- _Tasks to complete_
1: In the route description, where does SR 72 cross Copper Creek?
2: Revise the route description starting at "SR 72 begins" and ending at "cross Stone Mountain.", with "Slabtown" changed to "Slab Town".

SR 72 begins at SR 71 in Slabtown, east of downtown Gate City. The intersection of the two routes lies on the town limits of Gate City. It heads north across the Moccasin Ridge via some small creek valleys and crosses Copper Creek at Williams Mill. SR 72 continues north across Copper Ridge and into the Clinch River valley, where it meets SR 65. SR 65 and SR 72 overlap, paralleling the Clinch River to Dungannon. After the two routes split, SR 72 continues to follow the river to the northeast, but then splits in order to cross Stone Mountain.

The land flattens out near the Scott–Wise county line, and SR 72 continues northwest and north across the Guest River and past Maytown to an interchange with U.S. Route 58 Alternate within the town limits of Coeburn. Signage in Coeburn directs through traffic on SR 72 to use US 58 Alt. to Front and Second Streets west of downtown Coeburn rather than using the official route on Front Street. Just 0.1 mi past the interchange, SR 72 reaches SR 158 at a signalized intersection. SR 72 turns west with SR 158, formerly US 58 Alt. until a bypass around Coeburn was built, and then splits to the north. It runs alongside small creeks, passing Bondtown and Cranes Nest on its way to Fuller Gap, where it crosses Guest Mountain and the Tennessee Valley Divide. It then descends through small creek valleys and alongside the Cranes Nest River to the Dickenson County line.

- _Raw data_
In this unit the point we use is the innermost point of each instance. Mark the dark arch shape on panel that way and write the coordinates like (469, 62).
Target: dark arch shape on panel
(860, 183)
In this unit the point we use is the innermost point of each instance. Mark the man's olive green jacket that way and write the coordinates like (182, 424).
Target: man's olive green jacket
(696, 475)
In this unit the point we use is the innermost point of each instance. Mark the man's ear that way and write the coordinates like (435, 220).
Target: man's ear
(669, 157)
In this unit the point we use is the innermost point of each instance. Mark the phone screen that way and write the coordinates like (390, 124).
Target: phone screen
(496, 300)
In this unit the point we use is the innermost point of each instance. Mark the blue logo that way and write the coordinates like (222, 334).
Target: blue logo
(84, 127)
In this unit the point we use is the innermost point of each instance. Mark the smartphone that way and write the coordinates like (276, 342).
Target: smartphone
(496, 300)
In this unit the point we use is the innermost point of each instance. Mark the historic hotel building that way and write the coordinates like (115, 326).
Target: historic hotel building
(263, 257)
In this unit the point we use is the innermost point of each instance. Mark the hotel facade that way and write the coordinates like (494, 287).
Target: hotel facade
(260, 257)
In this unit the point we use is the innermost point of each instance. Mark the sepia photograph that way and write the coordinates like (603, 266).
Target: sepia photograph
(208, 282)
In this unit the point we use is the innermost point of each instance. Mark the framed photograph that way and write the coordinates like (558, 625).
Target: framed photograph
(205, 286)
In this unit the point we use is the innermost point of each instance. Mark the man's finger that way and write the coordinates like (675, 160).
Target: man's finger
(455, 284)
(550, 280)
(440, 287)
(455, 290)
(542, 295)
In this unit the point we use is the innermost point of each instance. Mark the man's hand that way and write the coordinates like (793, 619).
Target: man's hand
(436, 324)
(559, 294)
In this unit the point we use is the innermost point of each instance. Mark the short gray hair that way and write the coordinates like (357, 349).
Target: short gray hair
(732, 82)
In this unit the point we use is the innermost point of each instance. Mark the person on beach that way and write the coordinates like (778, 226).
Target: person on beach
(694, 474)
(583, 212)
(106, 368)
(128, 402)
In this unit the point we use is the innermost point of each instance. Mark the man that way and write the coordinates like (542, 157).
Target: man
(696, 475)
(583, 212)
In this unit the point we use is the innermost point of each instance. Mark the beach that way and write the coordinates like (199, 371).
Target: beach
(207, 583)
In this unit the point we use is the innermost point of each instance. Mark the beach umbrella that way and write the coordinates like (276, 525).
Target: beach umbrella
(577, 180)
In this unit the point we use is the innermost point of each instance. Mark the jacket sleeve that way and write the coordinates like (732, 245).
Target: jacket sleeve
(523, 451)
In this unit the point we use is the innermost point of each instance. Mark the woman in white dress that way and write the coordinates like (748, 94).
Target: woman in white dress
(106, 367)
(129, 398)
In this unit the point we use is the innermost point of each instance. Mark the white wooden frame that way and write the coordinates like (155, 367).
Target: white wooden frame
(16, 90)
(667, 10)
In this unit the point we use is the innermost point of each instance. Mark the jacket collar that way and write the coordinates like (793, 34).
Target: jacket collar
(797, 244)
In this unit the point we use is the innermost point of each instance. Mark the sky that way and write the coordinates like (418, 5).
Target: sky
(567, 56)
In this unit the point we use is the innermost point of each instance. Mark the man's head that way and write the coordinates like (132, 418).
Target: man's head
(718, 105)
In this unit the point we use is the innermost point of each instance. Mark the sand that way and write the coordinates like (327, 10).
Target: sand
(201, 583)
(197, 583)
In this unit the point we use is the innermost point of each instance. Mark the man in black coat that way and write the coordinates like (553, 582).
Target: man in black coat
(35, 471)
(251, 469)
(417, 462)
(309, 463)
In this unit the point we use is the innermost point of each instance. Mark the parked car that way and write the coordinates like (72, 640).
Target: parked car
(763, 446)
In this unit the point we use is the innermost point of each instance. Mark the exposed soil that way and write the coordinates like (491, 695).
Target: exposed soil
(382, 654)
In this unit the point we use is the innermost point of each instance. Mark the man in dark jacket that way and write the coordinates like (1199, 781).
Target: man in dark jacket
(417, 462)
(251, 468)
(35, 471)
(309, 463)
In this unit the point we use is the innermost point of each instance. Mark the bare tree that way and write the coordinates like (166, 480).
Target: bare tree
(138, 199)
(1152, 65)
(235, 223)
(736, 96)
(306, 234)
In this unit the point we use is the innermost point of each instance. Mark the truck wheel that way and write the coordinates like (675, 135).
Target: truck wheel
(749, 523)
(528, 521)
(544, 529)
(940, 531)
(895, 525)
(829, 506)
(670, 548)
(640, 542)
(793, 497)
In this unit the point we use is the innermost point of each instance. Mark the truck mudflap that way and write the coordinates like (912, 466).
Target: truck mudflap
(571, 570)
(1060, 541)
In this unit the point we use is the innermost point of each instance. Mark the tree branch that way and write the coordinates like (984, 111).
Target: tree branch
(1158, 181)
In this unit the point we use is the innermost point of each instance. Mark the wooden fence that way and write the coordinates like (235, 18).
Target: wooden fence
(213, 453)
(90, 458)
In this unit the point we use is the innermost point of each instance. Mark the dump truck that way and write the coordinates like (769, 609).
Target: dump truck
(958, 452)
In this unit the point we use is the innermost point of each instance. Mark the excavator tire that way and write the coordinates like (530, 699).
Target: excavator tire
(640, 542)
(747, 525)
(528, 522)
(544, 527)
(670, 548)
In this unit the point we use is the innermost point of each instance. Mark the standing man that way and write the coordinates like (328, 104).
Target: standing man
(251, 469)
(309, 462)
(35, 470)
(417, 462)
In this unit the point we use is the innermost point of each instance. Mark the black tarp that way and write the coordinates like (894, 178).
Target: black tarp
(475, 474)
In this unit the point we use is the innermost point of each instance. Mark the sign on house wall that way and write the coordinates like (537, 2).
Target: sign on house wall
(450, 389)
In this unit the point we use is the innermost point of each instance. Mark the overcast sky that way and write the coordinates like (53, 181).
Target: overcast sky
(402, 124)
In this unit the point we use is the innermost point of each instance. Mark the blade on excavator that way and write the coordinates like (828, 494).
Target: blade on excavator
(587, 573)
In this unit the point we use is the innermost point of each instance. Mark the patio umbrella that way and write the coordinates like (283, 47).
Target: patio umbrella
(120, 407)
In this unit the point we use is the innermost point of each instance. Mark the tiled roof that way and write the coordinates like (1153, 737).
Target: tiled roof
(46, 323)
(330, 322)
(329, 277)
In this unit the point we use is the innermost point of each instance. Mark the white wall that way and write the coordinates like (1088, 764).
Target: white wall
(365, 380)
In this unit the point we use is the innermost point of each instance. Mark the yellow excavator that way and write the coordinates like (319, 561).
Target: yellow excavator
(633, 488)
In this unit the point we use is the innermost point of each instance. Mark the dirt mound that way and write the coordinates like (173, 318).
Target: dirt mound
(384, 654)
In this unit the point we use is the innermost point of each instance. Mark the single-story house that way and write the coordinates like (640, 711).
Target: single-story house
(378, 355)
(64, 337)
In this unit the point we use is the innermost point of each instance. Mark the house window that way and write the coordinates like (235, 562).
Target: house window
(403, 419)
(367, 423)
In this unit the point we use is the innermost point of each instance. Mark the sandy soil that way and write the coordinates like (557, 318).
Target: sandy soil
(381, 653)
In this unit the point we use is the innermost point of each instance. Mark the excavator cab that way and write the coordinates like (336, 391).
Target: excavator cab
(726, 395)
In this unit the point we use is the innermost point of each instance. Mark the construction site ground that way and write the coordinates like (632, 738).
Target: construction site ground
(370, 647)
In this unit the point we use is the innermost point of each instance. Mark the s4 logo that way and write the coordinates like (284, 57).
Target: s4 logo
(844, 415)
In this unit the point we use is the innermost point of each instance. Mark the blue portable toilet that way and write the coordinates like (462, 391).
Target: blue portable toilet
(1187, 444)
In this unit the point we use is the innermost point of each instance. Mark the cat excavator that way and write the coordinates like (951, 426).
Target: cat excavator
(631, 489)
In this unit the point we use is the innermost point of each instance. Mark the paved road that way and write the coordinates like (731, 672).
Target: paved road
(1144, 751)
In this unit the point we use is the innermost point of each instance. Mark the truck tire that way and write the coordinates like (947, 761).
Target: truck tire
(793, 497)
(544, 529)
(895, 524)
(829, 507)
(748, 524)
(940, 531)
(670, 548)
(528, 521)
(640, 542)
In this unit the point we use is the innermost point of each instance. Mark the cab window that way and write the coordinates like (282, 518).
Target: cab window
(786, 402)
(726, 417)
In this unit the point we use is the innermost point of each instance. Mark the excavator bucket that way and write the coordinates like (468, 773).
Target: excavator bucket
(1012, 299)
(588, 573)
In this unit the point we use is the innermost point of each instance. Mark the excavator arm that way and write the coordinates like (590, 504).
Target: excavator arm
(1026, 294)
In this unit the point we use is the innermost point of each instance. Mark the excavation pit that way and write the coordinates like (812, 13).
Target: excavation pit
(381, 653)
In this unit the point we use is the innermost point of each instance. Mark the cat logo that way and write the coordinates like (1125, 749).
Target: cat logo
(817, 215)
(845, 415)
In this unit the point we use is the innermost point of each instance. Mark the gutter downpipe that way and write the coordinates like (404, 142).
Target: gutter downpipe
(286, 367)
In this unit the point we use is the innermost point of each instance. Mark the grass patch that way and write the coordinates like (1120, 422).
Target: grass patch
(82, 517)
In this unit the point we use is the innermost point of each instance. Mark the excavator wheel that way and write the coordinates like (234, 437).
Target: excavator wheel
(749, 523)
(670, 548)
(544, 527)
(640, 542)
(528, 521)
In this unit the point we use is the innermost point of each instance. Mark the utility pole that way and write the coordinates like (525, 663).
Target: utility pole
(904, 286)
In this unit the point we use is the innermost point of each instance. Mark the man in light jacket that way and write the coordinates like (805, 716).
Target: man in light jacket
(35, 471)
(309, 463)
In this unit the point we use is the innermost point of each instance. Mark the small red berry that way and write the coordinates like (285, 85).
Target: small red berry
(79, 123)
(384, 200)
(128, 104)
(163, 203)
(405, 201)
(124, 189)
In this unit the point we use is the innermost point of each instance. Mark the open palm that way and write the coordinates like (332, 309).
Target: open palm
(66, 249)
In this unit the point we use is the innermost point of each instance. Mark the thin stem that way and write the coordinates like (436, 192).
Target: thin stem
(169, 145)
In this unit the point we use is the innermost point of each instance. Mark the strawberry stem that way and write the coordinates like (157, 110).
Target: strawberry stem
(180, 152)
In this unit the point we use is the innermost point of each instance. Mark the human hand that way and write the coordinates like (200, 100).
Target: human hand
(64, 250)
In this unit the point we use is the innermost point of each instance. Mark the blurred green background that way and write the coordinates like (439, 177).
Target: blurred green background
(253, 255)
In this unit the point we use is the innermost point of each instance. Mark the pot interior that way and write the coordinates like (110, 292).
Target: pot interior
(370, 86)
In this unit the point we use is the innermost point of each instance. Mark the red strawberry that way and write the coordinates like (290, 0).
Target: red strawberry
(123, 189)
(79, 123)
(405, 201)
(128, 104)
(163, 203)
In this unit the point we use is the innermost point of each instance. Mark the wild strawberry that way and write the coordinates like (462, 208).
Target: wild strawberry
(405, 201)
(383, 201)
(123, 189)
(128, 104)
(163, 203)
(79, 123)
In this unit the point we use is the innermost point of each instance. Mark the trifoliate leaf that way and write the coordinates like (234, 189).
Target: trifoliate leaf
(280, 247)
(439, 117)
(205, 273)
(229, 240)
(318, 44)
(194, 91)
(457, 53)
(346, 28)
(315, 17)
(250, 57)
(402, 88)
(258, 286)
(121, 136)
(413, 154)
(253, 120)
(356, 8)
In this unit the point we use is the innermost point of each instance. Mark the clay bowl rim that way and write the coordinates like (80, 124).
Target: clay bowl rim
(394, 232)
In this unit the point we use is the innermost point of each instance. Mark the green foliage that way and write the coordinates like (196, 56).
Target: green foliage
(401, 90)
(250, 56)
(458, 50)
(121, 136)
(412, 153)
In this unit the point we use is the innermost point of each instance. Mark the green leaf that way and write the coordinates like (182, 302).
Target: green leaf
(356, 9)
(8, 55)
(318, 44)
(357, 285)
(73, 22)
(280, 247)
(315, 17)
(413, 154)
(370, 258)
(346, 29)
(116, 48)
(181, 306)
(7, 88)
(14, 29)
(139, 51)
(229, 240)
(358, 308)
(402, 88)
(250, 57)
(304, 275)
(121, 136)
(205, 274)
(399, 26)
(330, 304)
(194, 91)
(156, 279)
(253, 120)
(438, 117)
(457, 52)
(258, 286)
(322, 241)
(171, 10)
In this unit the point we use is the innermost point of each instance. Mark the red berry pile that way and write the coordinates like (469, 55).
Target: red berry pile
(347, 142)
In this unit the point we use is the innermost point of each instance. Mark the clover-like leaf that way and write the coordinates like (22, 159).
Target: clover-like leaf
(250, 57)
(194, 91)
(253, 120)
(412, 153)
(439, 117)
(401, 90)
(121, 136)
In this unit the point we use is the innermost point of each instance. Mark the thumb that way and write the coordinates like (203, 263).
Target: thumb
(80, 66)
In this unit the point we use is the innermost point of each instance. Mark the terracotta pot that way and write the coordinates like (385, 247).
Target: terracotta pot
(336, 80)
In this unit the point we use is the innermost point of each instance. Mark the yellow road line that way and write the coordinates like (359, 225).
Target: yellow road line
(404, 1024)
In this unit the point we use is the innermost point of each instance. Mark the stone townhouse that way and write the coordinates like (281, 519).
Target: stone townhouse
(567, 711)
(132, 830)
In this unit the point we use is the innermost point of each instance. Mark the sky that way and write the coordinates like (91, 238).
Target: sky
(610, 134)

- _Solutions to the exercise_
1: At Williams Mill.

2:
SR 72 begins at SR 71 in Slab Town, east of downtown Gate City. The intersection of the two routes lies on the town limits of Gate City. It heads north across the Moccasin Ridge via some small creek valleys and crosses Copper Creek at Williams Mill. SR 72 continues north across Copper Ridge and into the Clinch River valley, where it meets SR 65. SR 65 and SR 72 overlap, paralleling the Clinch River to Dungannon. After the two routes split, SR 72 continues to follow the river to the northeast, but then splits in order to cross Stone Mountain.